:: Records for the exercise

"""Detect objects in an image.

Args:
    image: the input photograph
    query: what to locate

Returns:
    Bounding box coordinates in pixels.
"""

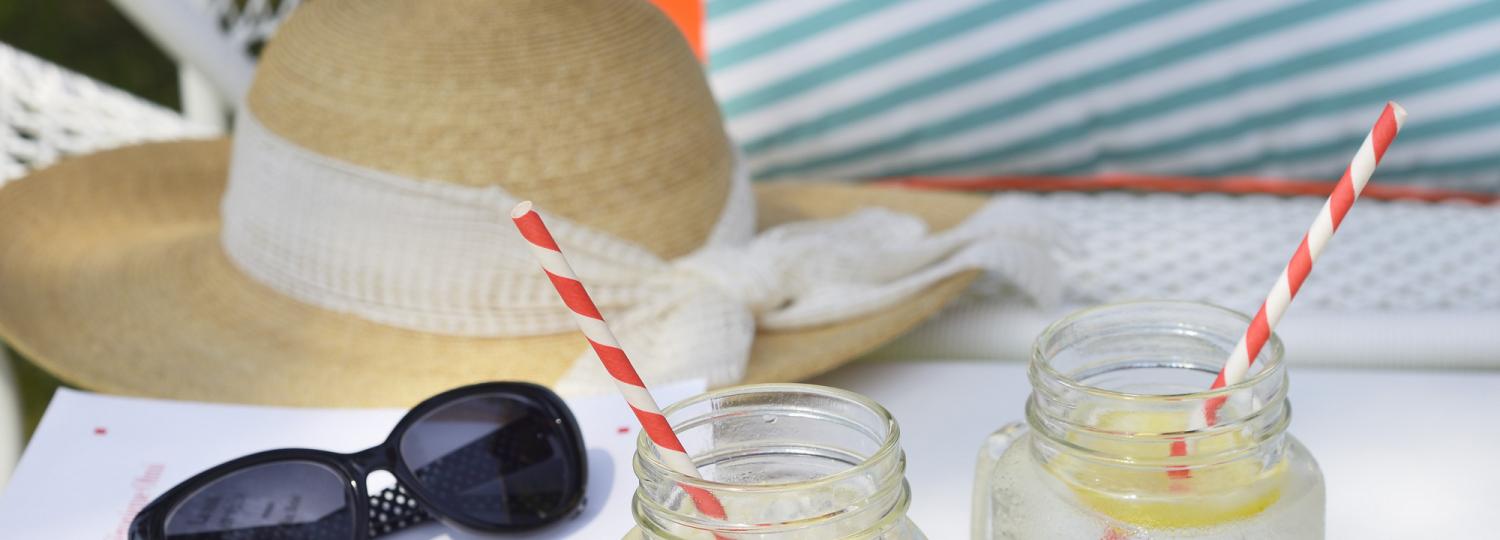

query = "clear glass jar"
[626,384,926,540]
[974,302,1323,540]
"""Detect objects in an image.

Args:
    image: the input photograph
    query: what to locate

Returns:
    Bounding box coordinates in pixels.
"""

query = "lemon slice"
[1047,411,1286,530]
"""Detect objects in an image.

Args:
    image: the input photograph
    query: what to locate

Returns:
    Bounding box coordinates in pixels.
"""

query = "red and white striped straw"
[1205,102,1406,425]
[510,201,725,519]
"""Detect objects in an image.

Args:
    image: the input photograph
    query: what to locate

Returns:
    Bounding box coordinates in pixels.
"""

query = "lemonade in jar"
[972,302,1323,540]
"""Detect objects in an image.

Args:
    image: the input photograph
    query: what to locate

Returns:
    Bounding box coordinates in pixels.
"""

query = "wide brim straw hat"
[0,0,983,407]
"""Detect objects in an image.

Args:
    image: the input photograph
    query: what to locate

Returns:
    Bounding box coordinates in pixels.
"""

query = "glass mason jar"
[974,302,1323,540]
[626,384,926,540]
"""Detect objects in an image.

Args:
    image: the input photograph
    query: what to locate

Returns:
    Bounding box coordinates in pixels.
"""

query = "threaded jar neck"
[635,384,909,539]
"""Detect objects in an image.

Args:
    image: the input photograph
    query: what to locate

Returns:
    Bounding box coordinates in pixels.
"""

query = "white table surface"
[813,362,1500,540]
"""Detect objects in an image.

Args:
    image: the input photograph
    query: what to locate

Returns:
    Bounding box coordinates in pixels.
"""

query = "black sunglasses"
[131,383,588,540]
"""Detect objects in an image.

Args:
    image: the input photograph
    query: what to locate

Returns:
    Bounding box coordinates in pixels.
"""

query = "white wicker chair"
[99,0,1500,368]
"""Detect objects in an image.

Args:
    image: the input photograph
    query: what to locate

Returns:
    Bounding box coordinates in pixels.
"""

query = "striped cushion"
[705,0,1500,192]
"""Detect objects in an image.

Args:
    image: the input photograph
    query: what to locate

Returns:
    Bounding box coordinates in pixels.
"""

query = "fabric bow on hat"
[222,114,1059,393]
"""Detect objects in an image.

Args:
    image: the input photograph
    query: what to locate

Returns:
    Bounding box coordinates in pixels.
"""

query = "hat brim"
[0,140,983,407]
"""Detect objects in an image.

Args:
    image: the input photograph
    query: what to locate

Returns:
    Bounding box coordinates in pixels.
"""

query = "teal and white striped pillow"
[705,0,1500,191]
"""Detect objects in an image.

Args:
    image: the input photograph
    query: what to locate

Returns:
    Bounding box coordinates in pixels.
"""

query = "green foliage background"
[0,0,183,110]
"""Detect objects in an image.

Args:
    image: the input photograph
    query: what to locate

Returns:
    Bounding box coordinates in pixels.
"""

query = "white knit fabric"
[222,108,1061,393]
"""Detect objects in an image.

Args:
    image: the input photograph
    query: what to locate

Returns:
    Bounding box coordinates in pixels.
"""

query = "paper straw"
[510,201,725,528]
[1205,102,1406,425]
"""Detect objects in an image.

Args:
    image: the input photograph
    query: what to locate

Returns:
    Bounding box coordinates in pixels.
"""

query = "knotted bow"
[221,110,1061,393]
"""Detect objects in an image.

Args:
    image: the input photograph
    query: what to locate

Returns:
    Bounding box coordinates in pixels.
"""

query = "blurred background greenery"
[0,0,182,434]
[0,0,183,110]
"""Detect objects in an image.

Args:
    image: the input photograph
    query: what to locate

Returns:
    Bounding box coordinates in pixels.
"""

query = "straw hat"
[0,0,1044,405]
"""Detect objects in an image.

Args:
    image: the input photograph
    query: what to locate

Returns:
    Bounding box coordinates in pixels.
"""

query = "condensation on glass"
[626,384,926,540]
[972,302,1323,540]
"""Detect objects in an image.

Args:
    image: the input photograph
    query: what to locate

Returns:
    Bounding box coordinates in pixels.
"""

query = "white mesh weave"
[878,187,1500,368]
[0,44,215,183]
[221,108,1061,393]
[1020,192,1500,312]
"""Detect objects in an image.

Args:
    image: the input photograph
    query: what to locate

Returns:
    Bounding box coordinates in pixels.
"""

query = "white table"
[813,362,1500,540]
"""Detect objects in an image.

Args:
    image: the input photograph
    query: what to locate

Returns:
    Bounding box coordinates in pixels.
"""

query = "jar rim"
[1031,300,1286,401]
[636,383,902,494]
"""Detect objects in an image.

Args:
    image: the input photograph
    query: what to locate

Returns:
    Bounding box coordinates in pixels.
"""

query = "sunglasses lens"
[401,395,585,528]
[167,461,354,540]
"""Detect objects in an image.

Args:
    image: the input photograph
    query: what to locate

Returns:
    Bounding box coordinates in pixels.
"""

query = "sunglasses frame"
[131,383,588,540]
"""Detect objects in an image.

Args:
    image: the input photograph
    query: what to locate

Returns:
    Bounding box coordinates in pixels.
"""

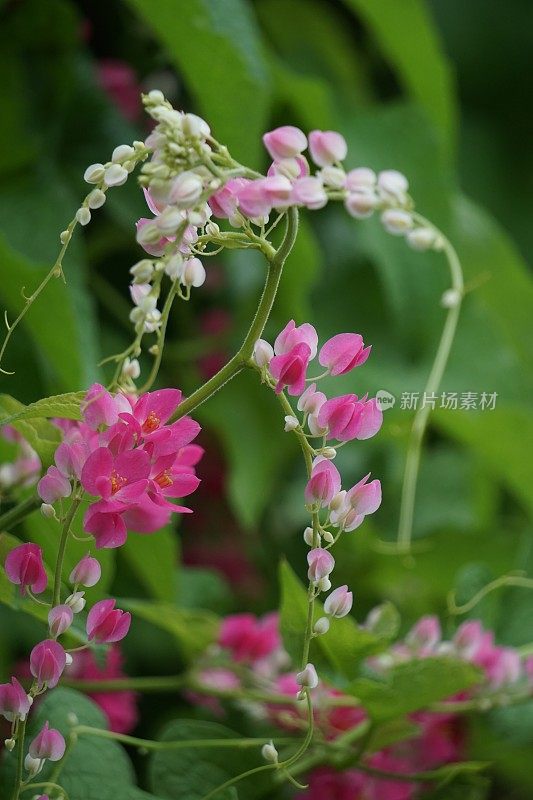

::::

▶ _Goal_:
Collect every line of the data above that contains the word "table", and copy each one in full.

▶ _Response below_:
query = "white table surface"
query = "white table"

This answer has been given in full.